Stored material:
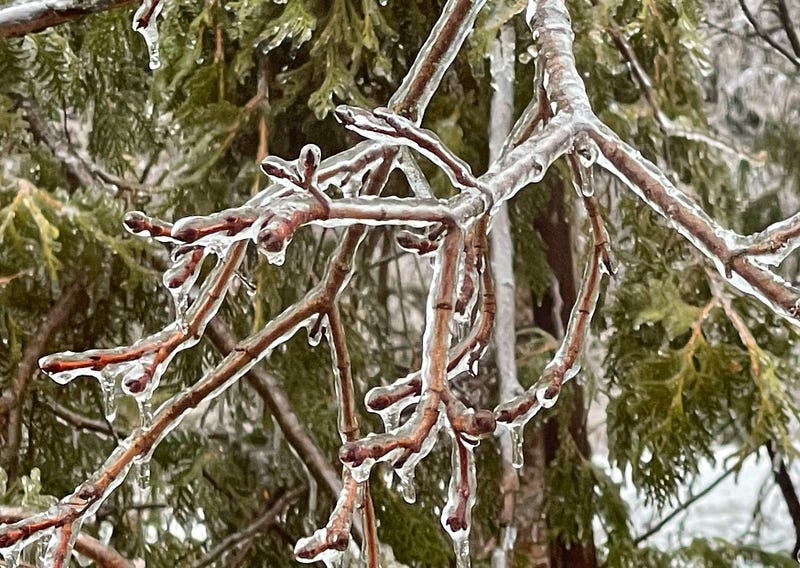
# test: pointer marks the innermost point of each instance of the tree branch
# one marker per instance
(37, 15)
(11, 404)
(103, 555)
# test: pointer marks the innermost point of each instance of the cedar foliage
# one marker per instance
(186, 139)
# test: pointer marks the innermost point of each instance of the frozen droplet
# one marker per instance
(11, 555)
(509, 537)
(407, 488)
(587, 153)
(317, 330)
(587, 181)
(144, 22)
(330, 556)
(544, 401)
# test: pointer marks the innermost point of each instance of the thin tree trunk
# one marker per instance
(551, 315)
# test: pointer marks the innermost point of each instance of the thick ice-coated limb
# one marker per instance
(443, 43)
(434, 58)
(582, 178)
(413, 438)
(550, 23)
(102, 555)
(456, 514)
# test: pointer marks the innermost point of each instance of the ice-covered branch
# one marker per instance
(11, 403)
(103, 555)
(562, 367)
(33, 16)
(344, 191)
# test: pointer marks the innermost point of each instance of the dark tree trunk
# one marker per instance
(548, 315)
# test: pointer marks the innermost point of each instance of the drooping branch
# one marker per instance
(273, 395)
(558, 123)
(11, 403)
(103, 555)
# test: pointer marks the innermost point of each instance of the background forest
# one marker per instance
(679, 371)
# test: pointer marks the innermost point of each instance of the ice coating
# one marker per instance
(180, 278)
(456, 515)
(517, 443)
(407, 471)
(328, 543)
(317, 330)
(391, 129)
(779, 239)
(421, 94)
(144, 22)
(732, 241)
(417, 181)
(54, 552)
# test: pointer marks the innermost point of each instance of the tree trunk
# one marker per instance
(551, 315)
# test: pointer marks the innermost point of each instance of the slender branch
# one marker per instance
(103, 555)
(273, 395)
(11, 404)
(37, 15)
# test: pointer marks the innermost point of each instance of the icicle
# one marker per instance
(517, 453)
(331, 557)
(407, 471)
(144, 22)
(317, 330)
(456, 515)
(142, 478)
(108, 385)
(407, 488)
(11, 555)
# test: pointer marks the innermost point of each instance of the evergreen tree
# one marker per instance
(267, 212)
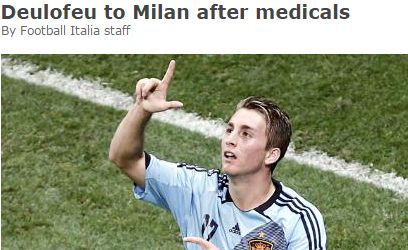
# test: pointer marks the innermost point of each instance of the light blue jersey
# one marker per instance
(202, 206)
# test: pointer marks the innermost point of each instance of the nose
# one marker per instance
(230, 139)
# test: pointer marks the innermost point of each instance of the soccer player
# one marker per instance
(240, 207)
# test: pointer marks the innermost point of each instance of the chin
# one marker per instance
(229, 169)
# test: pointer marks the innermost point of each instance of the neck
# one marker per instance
(248, 195)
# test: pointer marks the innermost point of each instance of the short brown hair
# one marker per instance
(278, 126)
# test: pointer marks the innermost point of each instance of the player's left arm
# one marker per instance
(306, 237)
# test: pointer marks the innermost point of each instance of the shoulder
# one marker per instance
(307, 221)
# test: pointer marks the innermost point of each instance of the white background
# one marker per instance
(373, 27)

- **Stated task**:
Reproduce all of the material above verbatim, line for line, omitting the pictures from your answer.

- **Right answer**:
# test: pointer marks the innermost point of each instance of the tree branch
# one marker per instance
(37, 15)
(11, 404)
(103, 555)
# test: pointer marks the innermost point of each instance of the cedar foliage
# one marker per instance
(186, 139)
# test: pointer marks the innermost point of each instance of the frozen droplet
# one marker per instance
(11, 555)
(509, 537)
(407, 488)
(587, 153)
(317, 330)
(587, 181)
(144, 22)
(330, 556)
(544, 401)
# test: pointer marks the innermost point of each instance of the thin tree trunk
# one marker per instance
(551, 315)
# test: pointer marks the innermost point of each instance of the thick ice-coated limb
# one marker per instance
(443, 43)
(434, 58)
(582, 178)
(413, 438)
(550, 23)
(102, 555)
(456, 514)
# test: pointer marks the innermost point of each instance of the ice-covered branch
# one marker per instance
(11, 403)
(103, 555)
(562, 367)
(33, 16)
(344, 191)
# test: pointer marks the innermost point of each instance of the dark tree trunk
# one marker per instance
(548, 315)
# test: pointer marks the innermost point of each instance of the drooping branch
# one marker per instance
(273, 395)
(558, 123)
(11, 403)
(103, 555)
# test: pointer marks the innermost point of each instance of the background forest
# one marker per instance
(679, 371)
# test: pointer marks the innermost point of each instance of the ice coating
# one marker per instance
(180, 278)
(456, 515)
(517, 443)
(407, 471)
(328, 543)
(317, 330)
(391, 129)
(779, 239)
(421, 94)
(144, 22)
(732, 241)
(417, 181)
(54, 552)
# test: pointer marks the innermost point of each instance of the tree trunk
# one marker per instance
(551, 315)
# test: pointer marks the innermost point of each instance of the slender branch
# one marker per instance
(103, 555)
(273, 395)
(11, 404)
(37, 15)
# test: pointer marks the innermost point of each instance of the icicle
# one marker per instance
(517, 453)
(331, 557)
(407, 471)
(144, 22)
(317, 330)
(456, 515)
(142, 478)
(108, 385)
(407, 488)
(11, 555)
# test: pointer marks the innermost point of each instance of the evergreen tree
# one marker per instance
(267, 212)
# test: pointer marks the innermost point of each instance of the light blue jersey
# one marker per instance
(202, 206)
# test: pointer marks the innermost point of each instance of the nose
# one marker per instance
(230, 139)
# test: pointer marks the innermost point of each instance of the soccer player
# one marker per instance
(240, 207)
# test: pointer marks the innermost point of each instance of the chin
# one marker per instance
(229, 169)
# test: pointer marks the innermost point of each instance of the neck
# one marker per instance
(248, 195)
# test: pointer marks the innermost point of each instance of the short brown hair
# one marker per instance
(278, 126)
# test: pointer marks the innermost point of each instance of the player's left arm
# one marker per instance
(306, 237)
# test: pointer marks the innermost point of each instance of the shoulder
# one marker per instance
(307, 221)
# test: pointer marks the innermost point of each instance of the white background
# one marker per instance
(373, 27)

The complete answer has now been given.